Sunday Funnies: Oct 30

Another installment from my dad’s humor cards.

The backstory: My dad was a Presbyterian pastor for 40 years. He kept a well curated stack of humor cards – little stories or observations that he typed onto 5×7 cards. Then he wrote in the margins when he used that particular item. His humor was often an easy way to settle in to something deeper – by laughing and thinking about the buried truth in these little nuggets, it paved the way to an open heart.

When we cleaned out his desk after he died 7 years ago, I was lucky enough to stumble on this stack. I pull it out regularly to have a little laugh with my dear Dad. Now when I post one of them, I write my note next to his and it feels like a continuation.

A Neat Story

His name was Fleming, and he was a poor Scottish farmer. One day, while trying to eke out a living for his family, he heard a cry for help coming from a nearby bog. He dropped his tools and ran to the bog. There, mired to his waist in black muck, was a terrified boy, screaming and struggling to free himself.

########

--- Your tasks ---
• 1. Rewrite the Sunday Funnies post, beginning at the words "When we cleaned" and stopping after "like a continuation.", with "desk" changed to "office".
• 2. According to the Sunday Funnies post, for how many years was the writer's dad a Presbyterian pastor?

########

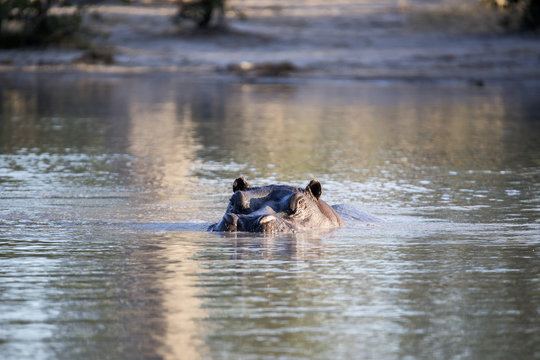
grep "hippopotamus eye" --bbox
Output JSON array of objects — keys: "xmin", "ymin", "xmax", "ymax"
[{"xmin": 288, "ymin": 194, "xmax": 306, "ymax": 214}]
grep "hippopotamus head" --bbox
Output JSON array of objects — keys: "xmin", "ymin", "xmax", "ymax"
[{"xmin": 208, "ymin": 177, "xmax": 344, "ymax": 233}]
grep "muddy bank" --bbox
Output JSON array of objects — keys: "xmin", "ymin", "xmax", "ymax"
[{"xmin": 0, "ymin": 0, "xmax": 540, "ymax": 84}]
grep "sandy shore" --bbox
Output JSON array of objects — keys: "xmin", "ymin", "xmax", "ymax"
[{"xmin": 0, "ymin": 0, "xmax": 540, "ymax": 84}]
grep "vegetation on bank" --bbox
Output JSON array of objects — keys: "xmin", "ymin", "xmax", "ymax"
[
  {"xmin": 0, "ymin": 0, "xmax": 86, "ymax": 48},
  {"xmin": 0, "ymin": 0, "xmax": 540, "ymax": 48},
  {"xmin": 481, "ymin": 0, "xmax": 540, "ymax": 31}
]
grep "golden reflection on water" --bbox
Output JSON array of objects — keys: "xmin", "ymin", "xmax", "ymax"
[{"xmin": 0, "ymin": 79, "xmax": 540, "ymax": 359}]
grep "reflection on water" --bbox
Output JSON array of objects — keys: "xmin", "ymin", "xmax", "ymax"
[{"xmin": 0, "ymin": 75, "xmax": 540, "ymax": 359}]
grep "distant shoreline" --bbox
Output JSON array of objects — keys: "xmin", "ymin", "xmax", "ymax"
[{"xmin": 0, "ymin": 0, "xmax": 540, "ymax": 82}]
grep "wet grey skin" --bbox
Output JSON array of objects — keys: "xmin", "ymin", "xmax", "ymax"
[{"xmin": 208, "ymin": 177, "xmax": 344, "ymax": 233}]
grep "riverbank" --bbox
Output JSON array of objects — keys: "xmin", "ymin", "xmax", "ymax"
[{"xmin": 0, "ymin": 0, "xmax": 540, "ymax": 85}]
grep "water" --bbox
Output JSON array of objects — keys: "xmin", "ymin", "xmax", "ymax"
[{"xmin": 0, "ymin": 74, "xmax": 540, "ymax": 359}]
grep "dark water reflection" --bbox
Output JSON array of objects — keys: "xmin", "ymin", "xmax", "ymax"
[{"xmin": 0, "ymin": 75, "xmax": 540, "ymax": 359}]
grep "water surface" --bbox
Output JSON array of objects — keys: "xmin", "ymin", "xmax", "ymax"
[{"xmin": 0, "ymin": 74, "xmax": 540, "ymax": 359}]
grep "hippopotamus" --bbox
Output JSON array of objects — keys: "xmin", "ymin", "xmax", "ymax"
[{"xmin": 208, "ymin": 177, "xmax": 344, "ymax": 233}]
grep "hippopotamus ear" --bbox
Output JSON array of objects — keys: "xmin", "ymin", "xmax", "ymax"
[
  {"xmin": 233, "ymin": 177, "xmax": 249, "ymax": 192},
  {"xmin": 306, "ymin": 180, "xmax": 322, "ymax": 200}
]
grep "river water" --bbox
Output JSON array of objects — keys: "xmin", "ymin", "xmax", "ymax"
[{"xmin": 0, "ymin": 74, "xmax": 540, "ymax": 359}]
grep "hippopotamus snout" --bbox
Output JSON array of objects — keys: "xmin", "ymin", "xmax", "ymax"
[
  {"xmin": 220, "ymin": 213, "xmax": 286, "ymax": 233},
  {"xmin": 208, "ymin": 177, "xmax": 343, "ymax": 233}
]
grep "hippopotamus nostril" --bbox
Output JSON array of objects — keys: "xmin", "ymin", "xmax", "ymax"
[
  {"xmin": 259, "ymin": 215, "xmax": 277, "ymax": 224},
  {"xmin": 231, "ymin": 191, "xmax": 249, "ymax": 213},
  {"xmin": 223, "ymin": 213, "xmax": 238, "ymax": 231}
]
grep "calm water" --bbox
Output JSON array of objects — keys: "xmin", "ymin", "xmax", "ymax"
[{"xmin": 0, "ymin": 75, "xmax": 540, "ymax": 359}]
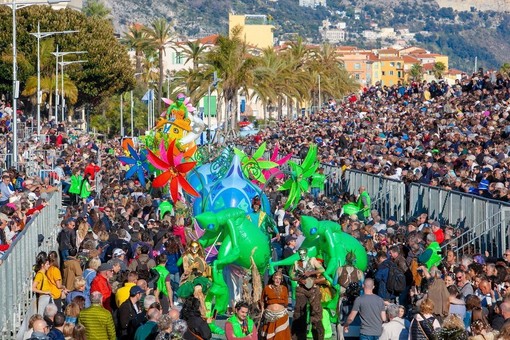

########

--- Responses by item number ---
• 1.
When we cleaned out his office after he died 7 years ago, I was lucky enough to stumble on this stack. I pull it out regularly to have a little laugh with my dear Dad. Now when I post one of them, I write my note next to his and it feels like a continuation.

• 2. 40 years.